RECORD EXCERPTS –
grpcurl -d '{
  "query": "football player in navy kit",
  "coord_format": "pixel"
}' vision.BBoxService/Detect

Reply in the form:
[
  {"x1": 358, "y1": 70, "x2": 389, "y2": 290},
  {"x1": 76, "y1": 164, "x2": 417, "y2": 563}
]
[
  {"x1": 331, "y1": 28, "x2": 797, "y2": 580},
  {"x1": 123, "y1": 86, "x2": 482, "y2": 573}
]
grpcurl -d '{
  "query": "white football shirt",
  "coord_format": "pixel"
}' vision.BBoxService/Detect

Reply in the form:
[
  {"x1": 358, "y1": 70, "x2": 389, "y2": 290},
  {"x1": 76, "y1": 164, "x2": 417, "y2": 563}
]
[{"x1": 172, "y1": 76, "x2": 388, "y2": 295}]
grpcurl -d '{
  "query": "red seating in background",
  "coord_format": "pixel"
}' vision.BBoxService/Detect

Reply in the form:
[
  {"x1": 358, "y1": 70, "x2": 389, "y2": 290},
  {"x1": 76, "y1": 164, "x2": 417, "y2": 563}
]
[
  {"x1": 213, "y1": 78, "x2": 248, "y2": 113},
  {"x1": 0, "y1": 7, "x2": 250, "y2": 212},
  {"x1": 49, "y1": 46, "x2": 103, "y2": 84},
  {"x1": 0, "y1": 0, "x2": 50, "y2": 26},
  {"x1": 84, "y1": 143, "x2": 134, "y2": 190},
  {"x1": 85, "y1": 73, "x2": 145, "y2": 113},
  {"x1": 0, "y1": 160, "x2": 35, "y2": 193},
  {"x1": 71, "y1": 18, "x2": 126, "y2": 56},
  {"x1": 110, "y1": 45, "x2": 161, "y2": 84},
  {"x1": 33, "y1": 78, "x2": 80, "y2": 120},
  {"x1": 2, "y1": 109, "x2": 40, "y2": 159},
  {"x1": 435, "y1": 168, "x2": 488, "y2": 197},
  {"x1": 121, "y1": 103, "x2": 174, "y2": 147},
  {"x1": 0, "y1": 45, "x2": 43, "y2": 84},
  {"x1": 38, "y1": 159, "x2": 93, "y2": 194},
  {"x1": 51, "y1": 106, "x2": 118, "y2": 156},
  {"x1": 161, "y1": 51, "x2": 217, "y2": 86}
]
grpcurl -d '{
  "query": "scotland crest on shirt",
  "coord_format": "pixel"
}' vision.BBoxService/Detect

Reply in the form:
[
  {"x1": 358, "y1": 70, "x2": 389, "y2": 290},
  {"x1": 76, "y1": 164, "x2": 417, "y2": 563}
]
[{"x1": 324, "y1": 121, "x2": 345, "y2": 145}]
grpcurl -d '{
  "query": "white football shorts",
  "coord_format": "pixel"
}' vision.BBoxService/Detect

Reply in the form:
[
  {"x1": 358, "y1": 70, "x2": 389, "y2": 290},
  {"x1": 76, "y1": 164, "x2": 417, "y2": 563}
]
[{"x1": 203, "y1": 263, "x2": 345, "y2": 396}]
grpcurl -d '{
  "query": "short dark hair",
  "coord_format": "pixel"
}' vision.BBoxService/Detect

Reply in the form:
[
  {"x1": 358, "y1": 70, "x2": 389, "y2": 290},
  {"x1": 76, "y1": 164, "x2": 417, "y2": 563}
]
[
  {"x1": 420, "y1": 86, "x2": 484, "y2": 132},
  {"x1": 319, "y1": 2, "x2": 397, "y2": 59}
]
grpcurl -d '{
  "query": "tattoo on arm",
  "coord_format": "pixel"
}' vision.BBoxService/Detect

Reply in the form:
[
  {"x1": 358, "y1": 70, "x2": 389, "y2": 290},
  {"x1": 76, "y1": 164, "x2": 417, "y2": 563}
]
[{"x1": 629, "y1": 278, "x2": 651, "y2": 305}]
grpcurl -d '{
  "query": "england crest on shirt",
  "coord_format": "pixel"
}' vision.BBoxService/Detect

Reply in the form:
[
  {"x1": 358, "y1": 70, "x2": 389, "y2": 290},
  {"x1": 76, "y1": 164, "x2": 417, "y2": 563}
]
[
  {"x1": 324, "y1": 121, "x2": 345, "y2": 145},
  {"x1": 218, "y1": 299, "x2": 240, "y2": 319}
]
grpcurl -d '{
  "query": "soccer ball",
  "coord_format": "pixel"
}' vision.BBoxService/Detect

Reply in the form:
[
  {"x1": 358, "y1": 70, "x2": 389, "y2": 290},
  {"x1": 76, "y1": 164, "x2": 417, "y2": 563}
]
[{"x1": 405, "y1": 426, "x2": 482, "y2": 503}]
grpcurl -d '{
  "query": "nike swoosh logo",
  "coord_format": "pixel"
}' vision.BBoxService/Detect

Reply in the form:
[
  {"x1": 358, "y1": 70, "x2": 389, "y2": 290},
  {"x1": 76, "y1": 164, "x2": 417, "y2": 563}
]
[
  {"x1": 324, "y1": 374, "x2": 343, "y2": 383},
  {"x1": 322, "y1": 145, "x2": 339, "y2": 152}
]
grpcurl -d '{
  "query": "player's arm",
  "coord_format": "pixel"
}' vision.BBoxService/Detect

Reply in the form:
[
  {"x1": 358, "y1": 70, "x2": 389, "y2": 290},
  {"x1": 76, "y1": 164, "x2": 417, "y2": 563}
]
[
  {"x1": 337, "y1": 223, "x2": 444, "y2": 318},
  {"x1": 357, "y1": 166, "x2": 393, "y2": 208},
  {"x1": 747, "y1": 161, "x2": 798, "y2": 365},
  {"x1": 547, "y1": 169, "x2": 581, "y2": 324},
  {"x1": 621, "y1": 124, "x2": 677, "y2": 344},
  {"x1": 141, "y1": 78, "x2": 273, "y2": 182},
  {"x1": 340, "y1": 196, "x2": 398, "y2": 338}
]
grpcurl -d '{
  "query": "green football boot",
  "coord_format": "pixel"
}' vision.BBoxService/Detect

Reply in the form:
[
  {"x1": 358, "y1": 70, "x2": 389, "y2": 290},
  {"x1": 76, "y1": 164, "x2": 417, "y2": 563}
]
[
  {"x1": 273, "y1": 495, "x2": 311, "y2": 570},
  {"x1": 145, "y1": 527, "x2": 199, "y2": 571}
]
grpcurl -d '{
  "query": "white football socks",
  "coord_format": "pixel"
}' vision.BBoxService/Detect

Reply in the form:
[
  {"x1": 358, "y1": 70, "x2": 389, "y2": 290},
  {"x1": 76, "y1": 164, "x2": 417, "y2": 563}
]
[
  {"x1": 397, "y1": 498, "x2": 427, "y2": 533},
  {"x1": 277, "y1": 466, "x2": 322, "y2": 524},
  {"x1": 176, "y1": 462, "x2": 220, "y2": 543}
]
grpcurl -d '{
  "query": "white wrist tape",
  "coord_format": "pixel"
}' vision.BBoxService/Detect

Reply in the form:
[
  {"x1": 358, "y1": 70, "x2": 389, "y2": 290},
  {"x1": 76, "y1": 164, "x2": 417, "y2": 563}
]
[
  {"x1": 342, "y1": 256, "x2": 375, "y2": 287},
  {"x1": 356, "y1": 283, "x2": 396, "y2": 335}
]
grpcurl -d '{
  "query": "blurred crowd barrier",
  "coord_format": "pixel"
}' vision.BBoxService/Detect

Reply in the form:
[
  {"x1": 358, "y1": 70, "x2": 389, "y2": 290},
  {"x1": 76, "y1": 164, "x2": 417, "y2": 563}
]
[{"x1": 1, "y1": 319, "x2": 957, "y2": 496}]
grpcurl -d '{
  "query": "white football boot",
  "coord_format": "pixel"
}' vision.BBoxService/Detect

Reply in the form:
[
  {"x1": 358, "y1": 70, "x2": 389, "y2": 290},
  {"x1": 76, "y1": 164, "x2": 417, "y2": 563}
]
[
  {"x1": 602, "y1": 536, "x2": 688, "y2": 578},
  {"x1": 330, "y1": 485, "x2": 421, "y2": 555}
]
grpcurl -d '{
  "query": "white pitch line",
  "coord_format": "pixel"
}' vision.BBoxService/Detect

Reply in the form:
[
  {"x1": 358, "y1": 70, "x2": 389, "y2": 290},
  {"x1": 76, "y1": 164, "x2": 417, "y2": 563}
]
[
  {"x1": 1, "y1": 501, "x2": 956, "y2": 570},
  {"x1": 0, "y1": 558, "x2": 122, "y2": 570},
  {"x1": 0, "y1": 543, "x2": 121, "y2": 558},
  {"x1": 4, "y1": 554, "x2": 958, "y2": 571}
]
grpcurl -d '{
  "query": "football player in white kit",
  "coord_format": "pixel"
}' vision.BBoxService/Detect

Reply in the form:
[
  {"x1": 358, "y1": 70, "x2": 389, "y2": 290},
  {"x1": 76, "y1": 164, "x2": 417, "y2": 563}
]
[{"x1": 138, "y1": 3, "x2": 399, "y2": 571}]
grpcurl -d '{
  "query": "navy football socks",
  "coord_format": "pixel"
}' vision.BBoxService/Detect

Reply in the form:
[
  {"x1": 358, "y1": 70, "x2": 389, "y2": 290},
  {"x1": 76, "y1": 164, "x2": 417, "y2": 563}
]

WORK INSTRUCTIONS – Search the data above for the string "shirt". Report every line where it is found.

ANSWER TO THIS TASK –
  "query": "white football shirt",
  "query": "scotland crest on shirt",
  "query": "england crest on shirt",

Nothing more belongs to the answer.